» CHALLENGE:
Render the records below as a Markdown table with two columns, Row for the row number and Text for the line, leaving out blank lines.

» WORKING DATA:
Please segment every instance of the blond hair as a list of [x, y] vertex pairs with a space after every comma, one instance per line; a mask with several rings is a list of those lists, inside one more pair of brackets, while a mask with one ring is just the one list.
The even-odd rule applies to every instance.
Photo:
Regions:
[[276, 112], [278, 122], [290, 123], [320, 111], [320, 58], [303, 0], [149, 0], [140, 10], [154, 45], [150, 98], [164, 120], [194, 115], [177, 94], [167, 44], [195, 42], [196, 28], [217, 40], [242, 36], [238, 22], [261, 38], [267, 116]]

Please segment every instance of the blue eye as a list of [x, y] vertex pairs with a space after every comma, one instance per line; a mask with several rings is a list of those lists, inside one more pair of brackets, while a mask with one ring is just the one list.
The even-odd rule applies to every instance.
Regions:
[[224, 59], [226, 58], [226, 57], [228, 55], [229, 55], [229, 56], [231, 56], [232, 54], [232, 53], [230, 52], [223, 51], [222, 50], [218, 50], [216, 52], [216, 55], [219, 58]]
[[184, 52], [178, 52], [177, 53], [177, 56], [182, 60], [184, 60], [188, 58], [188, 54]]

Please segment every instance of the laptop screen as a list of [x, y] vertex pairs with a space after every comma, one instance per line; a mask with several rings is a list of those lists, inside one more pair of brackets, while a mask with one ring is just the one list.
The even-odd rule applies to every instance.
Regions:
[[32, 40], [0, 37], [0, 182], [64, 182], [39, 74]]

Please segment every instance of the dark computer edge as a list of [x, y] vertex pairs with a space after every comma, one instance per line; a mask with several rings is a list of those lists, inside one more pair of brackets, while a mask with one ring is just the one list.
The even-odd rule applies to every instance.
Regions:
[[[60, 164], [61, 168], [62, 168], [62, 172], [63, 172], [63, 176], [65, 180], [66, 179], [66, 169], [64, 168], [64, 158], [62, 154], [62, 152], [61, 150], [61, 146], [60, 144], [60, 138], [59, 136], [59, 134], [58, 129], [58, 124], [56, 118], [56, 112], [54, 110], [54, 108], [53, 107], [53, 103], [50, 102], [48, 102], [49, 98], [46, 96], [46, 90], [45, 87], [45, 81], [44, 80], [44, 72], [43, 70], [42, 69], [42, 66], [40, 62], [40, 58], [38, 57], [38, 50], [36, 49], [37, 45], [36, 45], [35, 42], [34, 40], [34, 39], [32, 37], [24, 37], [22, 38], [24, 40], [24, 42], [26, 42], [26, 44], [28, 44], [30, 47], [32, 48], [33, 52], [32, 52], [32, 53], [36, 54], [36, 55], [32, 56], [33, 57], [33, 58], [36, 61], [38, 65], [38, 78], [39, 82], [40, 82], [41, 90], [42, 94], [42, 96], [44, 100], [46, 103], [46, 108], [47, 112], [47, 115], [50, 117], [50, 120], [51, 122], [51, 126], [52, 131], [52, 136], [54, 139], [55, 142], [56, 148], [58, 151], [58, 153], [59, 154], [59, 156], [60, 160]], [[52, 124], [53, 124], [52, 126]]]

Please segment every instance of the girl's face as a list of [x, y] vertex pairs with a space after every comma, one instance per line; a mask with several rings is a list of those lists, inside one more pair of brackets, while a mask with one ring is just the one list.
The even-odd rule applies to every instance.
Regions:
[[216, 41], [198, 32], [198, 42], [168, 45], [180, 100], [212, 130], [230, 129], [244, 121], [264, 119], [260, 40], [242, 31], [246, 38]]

» SOLVED PROBLEM:
| Row | Text |
|---|---|
| 1 | Please segment every instance of the blond hair as a list of [x, y] vertex pairs with a space after every comma, one instance per line; a mask with several rings is a list of those lists, inside one more pair of brackets, while a mask with one ring is just the one list. |
| 2 | The even-odd rule applies to every instance. |
| 3 | Photo: |
| 4 | Regions: |
| 5 | [[276, 112], [278, 122], [290, 123], [320, 111], [320, 58], [303, 0], [149, 0], [140, 10], [154, 45], [150, 98], [164, 120], [194, 115], [177, 94], [167, 44], [195, 42], [196, 28], [217, 40], [242, 36], [238, 22], [261, 38], [267, 116]] |
| 6 | Please segment every instance of the blue eye as a list of [x, y] vertex pairs with a space after every comma, one instance per line; a mask with several rings is a list of those lists, inside one more pair of brackets, while a mask with one ring is just the one list. |
| 7 | The even-odd rule applies to every instance. |
| 8 | Regions: |
| 9 | [[224, 59], [226, 58], [226, 57], [228, 55], [229, 55], [229, 56], [231, 56], [232, 54], [232, 53], [230, 52], [223, 51], [222, 50], [218, 50], [216, 52], [216, 55], [219, 58]] |
| 10 | [[184, 52], [178, 52], [177, 53], [177, 56], [182, 60], [184, 60], [188, 58], [188, 54]] |
| 11 | Please segment every instance of the laptop screen as a list of [x, y] vertex pairs with a space after every comma, one instance per line; a mask with several rings is a list of those lists, inside one more pair of brackets, while a mask with one ring is just the one list. |
| 12 | The even-odd rule applies to every instance. |
| 13 | Regions: |
| 14 | [[32, 40], [0, 37], [0, 182], [64, 182], [39, 74]] |
| 15 | Please segment every instance of the dark computer edge as a list of [x, y] vertex pairs with a space after every comma, one instance per line; a mask with several rings is a list of those lists, inside one more pair of brackets, while a mask with one ring is just the one list. |
| 16 | The even-odd rule applies to every instance. |
| 17 | Regions: |
| 18 | [[[60, 164], [61, 168], [62, 168], [62, 172], [63, 172], [63, 176], [65, 180], [66, 179], [66, 169], [64, 168], [64, 158], [62, 154], [62, 152], [61, 150], [61, 146], [60, 144], [60, 138], [59, 136], [59, 134], [58, 129], [58, 124], [56, 118], [56, 112], [54, 110], [54, 108], [53, 107], [53, 103], [50, 102], [48, 102], [49, 98], [46, 96], [46, 90], [45, 87], [45, 81], [44, 80], [44, 72], [43, 70], [42, 69], [42, 66], [40, 62], [40, 58], [38, 57], [38, 50], [36, 49], [37, 45], [36, 45], [35, 42], [34, 40], [34, 39], [32, 37], [24, 37], [22, 38], [24, 40], [24, 42], [26, 42], [26, 44], [28, 44], [30, 47], [32, 48], [33, 52], [32, 52], [32, 53], [36, 54], [36, 55], [32, 56], [33, 57], [33, 58], [36, 61], [38, 65], [38, 78], [39, 82], [40, 82], [41, 90], [42, 94], [42, 96], [44, 100], [46, 103], [46, 108], [47, 112], [47, 115], [50, 117], [50, 120], [51, 122], [51, 126], [52, 131], [52, 136], [54, 139], [55, 142], [56, 148], [58, 151], [58, 153], [59, 154], [59, 156], [60, 160]], [[52, 124], [53, 124], [52, 126]]] |
| 19 | Please segment every instance of the girl's face as a list of [x, y] vertex pairs with a space after every comma, one instance per line; a mask with several rings is a list of those lists, inside one more pair of brackets, while a mask with one ring is just the one list. |
| 20 | The even-odd rule applies to every instance. |
| 21 | Regions: |
| 22 | [[216, 41], [198, 32], [198, 42], [168, 45], [180, 100], [212, 130], [230, 129], [244, 121], [264, 119], [260, 40], [242, 31], [246, 38]] |